Assignment => Lines with the word "white" in them are the ones to copy from the records.

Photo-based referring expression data
"""

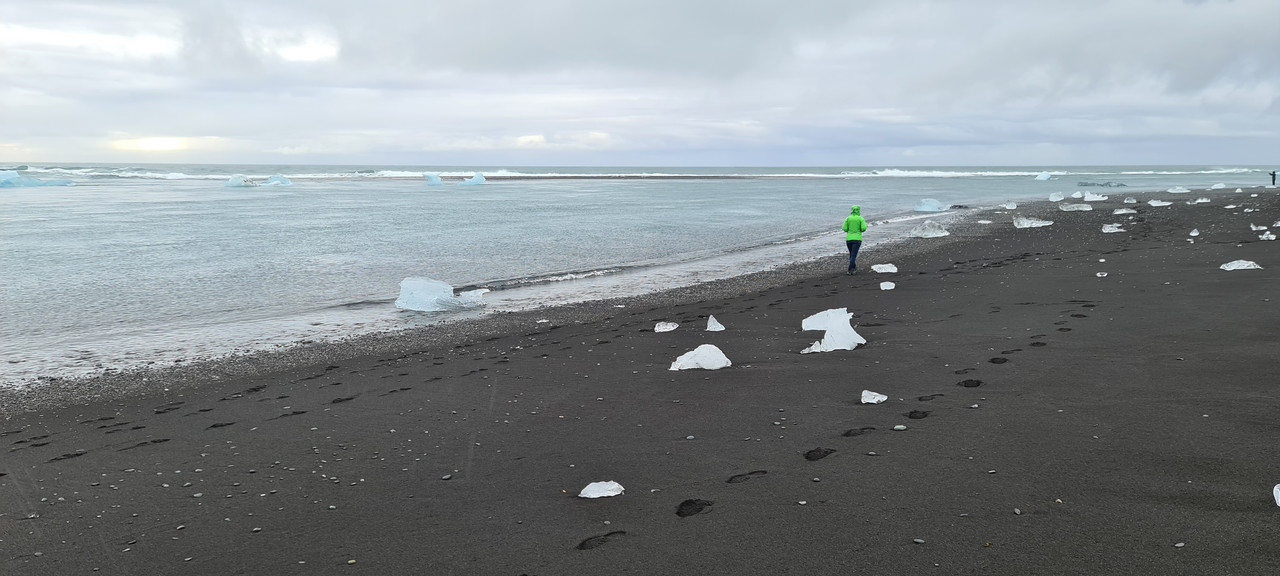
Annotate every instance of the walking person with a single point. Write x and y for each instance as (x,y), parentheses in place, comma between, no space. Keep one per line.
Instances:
(854,227)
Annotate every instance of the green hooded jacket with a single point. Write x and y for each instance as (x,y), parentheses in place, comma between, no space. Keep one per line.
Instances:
(855,224)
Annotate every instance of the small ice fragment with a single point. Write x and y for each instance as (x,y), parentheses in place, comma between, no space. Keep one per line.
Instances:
(928,229)
(873,397)
(929,205)
(602,489)
(705,357)
(1240,265)
(839,333)
(1019,222)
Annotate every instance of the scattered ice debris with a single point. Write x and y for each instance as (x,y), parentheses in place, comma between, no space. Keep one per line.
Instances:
(874,398)
(705,357)
(1019,222)
(929,205)
(1240,265)
(603,489)
(839,333)
(428,295)
(928,229)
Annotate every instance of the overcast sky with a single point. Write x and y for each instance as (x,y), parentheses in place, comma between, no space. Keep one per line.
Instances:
(649,82)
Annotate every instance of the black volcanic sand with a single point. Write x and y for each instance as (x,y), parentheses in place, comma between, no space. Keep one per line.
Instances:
(1057,423)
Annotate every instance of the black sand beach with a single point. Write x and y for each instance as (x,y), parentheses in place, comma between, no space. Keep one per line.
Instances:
(1056,423)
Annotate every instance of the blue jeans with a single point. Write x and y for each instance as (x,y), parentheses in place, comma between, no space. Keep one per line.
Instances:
(853,252)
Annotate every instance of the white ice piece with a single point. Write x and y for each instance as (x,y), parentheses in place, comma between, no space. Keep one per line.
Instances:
(1020,222)
(1240,265)
(428,295)
(704,357)
(839,333)
(929,205)
(602,489)
(876,397)
(928,229)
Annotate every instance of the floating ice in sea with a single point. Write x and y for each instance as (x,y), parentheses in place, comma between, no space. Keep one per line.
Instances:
(929,205)
(839,333)
(426,295)
(928,229)
(1020,222)
(1240,265)
(705,357)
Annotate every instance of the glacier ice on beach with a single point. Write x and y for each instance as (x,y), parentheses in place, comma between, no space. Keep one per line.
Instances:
(928,229)
(929,205)
(1022,222)
(840,333)
(426,295)
(704,357)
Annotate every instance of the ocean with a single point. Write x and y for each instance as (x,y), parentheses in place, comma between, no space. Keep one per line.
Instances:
(147,265)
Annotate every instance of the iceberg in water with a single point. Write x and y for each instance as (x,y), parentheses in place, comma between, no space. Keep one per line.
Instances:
(929,229)
(426,295)
(1020,222)
(929,205)
(839,333)
(705,357)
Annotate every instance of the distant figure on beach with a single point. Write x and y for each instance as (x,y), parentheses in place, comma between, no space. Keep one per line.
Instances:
(854,227)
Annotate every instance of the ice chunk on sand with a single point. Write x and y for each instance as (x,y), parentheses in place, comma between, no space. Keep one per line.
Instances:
(428,295)
(600,489)
(929,205)
(839,333)
(1020,222)
(705,357)
(240,181)
(1240,265)
(928,229)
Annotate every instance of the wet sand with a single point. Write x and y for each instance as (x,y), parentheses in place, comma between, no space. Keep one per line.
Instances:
(1056,423)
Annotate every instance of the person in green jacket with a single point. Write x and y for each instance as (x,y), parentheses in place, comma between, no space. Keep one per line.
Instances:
(854,227)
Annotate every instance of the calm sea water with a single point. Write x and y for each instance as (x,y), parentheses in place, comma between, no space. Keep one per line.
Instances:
(160,263)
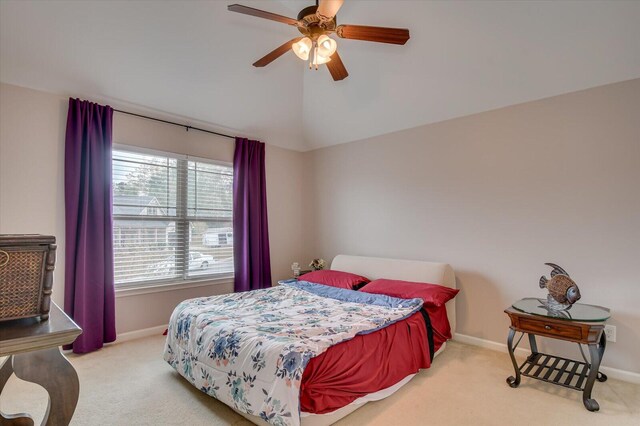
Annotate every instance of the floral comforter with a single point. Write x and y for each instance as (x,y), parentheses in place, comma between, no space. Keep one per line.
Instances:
(249,349)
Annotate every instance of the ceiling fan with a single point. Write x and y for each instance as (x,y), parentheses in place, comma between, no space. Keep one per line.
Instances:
(316,23)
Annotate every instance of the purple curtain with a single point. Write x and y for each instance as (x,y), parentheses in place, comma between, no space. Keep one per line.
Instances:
(89,293)
(250,230)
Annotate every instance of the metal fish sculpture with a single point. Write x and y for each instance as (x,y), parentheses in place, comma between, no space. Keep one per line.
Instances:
(563,291)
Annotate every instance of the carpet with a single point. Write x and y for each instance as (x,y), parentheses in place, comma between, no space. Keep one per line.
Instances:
(129,384)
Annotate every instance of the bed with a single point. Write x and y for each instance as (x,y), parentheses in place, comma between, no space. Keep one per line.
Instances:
(317,380)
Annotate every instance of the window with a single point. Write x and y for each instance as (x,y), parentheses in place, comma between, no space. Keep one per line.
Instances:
(171,217)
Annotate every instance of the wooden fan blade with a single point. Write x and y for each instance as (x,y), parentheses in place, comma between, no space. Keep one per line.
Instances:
(262,14)
(327,9)
(377,34)
(337,68)
(275,54)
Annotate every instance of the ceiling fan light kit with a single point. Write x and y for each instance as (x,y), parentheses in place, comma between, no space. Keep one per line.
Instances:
(315,23)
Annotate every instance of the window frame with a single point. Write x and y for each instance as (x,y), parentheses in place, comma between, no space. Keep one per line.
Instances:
(183,281)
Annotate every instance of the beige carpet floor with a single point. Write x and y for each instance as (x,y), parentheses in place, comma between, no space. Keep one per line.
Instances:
(130,384)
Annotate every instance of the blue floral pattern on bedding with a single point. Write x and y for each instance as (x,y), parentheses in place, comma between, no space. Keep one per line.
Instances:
(249,350)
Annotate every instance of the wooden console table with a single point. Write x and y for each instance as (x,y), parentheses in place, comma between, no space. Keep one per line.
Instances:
(33,348)
(581,324)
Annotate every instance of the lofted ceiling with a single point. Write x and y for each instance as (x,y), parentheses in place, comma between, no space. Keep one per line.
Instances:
(193,59)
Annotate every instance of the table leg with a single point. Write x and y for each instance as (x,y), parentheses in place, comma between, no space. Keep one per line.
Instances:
(532,344)
(21,419)
(513,381)
(596,352)
(50,369)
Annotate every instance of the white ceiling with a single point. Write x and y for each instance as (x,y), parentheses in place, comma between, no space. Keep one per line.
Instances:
(193,59)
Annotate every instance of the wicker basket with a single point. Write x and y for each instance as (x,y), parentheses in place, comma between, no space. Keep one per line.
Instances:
(26,275)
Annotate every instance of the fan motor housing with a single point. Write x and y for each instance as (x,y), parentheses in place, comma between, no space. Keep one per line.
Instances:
(312,24)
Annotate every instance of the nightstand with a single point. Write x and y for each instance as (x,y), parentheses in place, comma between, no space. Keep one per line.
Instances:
(581,324)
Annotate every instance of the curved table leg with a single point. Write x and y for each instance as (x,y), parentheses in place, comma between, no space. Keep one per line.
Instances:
(21,419)
(596,351)
(513,381)
(51,369)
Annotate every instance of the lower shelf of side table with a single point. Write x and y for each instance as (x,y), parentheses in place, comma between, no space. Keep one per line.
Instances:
(560,371)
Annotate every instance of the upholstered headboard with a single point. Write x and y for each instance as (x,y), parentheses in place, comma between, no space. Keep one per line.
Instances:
(407,270)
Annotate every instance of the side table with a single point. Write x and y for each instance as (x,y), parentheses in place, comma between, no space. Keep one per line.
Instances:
(34,356)
(581,324)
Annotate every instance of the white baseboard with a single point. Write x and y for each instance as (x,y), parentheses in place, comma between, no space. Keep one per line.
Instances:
(614,373)
(138,334)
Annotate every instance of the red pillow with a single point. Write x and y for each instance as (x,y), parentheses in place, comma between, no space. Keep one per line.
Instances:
(335,279)
(432,294)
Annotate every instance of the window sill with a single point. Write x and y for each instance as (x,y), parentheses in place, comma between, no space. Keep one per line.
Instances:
(171,286)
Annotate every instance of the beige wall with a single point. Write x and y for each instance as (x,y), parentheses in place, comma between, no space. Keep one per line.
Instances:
(32,127)
(496,195)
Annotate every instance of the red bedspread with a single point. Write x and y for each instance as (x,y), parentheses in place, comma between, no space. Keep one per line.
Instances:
(371,362)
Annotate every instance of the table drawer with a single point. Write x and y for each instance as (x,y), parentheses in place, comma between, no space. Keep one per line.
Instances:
(551,328)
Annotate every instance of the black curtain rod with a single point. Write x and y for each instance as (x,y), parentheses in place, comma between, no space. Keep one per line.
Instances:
(175,124)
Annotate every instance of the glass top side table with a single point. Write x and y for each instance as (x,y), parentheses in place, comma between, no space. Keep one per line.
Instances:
(582,324)
(576,312)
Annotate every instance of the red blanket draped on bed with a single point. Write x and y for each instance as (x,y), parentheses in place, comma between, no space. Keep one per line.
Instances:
(369,363)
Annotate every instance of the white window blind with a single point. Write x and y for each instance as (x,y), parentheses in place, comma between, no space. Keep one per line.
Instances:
(172,217)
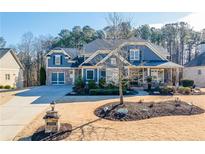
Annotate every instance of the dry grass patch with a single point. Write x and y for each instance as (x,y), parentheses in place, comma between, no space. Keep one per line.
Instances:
(87,126)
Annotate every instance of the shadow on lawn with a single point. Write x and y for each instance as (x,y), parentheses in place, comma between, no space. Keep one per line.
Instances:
(45,94)
(83,132)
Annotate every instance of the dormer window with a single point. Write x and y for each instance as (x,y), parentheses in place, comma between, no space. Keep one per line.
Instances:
(113,61)
(134,54)
(57,59)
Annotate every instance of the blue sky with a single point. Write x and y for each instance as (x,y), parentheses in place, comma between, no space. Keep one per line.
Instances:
(13,25)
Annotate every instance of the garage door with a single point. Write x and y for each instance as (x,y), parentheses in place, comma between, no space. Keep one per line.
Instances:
(58,78)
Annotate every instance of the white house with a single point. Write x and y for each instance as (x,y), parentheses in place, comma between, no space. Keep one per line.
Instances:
(11,70)
(195,70)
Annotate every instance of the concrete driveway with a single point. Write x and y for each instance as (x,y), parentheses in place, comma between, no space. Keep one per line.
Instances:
(25,106)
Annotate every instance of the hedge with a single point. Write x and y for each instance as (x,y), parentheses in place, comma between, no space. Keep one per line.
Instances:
(105,92)
(187,83)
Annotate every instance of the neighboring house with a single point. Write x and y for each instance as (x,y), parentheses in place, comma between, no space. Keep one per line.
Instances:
(11,70)
(98,59)
(195,70)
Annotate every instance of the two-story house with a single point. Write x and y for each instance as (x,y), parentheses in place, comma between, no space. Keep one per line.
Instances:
(98,59)
(11,69)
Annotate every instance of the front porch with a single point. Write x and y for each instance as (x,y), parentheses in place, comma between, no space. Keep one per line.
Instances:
(169,76)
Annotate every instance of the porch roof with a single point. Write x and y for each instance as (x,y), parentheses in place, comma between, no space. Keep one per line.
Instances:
(158,64)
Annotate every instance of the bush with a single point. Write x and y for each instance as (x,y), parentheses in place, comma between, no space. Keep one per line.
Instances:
(111,85)
(42,76)
(105,92)
(102,83)
(167,90)
(7,87)
(184,90)
(79,85)
(92,84)
(187,83)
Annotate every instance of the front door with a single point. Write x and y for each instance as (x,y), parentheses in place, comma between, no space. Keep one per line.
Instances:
(58,78)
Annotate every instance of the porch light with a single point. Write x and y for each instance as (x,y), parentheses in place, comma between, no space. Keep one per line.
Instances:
(52,104)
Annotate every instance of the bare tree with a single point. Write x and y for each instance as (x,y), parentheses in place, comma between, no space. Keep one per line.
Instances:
(115,21)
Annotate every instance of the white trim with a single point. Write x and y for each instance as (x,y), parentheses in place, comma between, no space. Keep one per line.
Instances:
(57,59)
(58,78)
(93,55)
(110,54)
(57,51)
(86,74)
(134,51)
(60,67)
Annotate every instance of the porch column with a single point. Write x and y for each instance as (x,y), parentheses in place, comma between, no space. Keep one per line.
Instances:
(148,71)
(98,73)
(73,76)
(177,77)
(82,73)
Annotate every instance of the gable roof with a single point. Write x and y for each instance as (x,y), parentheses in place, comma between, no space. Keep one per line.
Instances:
(198,61)
(3,52)
(98,44)
(102,44)
(71,52)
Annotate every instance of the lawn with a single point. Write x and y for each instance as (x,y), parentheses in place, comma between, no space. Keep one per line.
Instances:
(6,96)
(89,127)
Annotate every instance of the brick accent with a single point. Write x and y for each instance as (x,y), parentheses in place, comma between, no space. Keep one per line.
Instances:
(68,75)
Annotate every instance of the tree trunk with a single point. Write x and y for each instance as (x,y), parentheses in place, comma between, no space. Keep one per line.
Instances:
(120,85)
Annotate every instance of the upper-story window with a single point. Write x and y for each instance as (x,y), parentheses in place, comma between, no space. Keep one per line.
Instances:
(57,59)
(113,61)
(199,72)
(89,74)
(7,76)
(134,54)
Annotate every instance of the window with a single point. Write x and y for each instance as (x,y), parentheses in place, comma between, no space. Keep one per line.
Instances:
(134,54)
(89,74)
(113,61)
(103,74)
(57,59)
(199,72)
(7,76)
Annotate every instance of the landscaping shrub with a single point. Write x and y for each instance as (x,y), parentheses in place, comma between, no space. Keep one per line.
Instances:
(92,84)
(105,92)
(149,82)
(187,83)
(102,83)
(184,90)
(7,87)
(42,76)
(167,90)
(111,85)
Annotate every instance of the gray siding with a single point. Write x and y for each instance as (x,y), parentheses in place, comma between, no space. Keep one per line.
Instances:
(64,61)
(146,54)
(84,74)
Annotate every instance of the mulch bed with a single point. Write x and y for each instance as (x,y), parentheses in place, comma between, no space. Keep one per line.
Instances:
(40,135)
(130,111)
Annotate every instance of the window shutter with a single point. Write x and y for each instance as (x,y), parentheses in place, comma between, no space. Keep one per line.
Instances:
(53,60)
(61,58)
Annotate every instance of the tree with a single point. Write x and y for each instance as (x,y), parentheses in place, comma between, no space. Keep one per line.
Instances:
(115,22)
(2,42)
(26,56)
(42,76)
(144,32)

"""

Answer for this exercise =>
Annotate every instance of the white ice piece with a single point. Write x and y for each instance as (x,y), parentheses in place, comma between, no space. Keep one per line.
Annotate every instance of the white ceiling with a single point. Write x and y for each instance as (x,y), parentheses in place, comma between, no space. Keep one per line.
Annotate every instance of the white baseboard with a single point. Write x and y for each instance as (x,y), parentheses in place, comma between, no space. Keep one per line.
Annotate every instance of the white window blind with a single point. Write x and y for each instance as (x,y), parentheses in place, comma between, no space. Keep one per line.
Annotate every instance of the white house with a single point. Write x and y for each instance as (x,y), parentheses in place, comma between, no space. Keep one per line.
Annotate every instance of the white trim with a single point. Write x and y for each instance as (x,y), parentheses in place, comma between, no space. Keep one per line.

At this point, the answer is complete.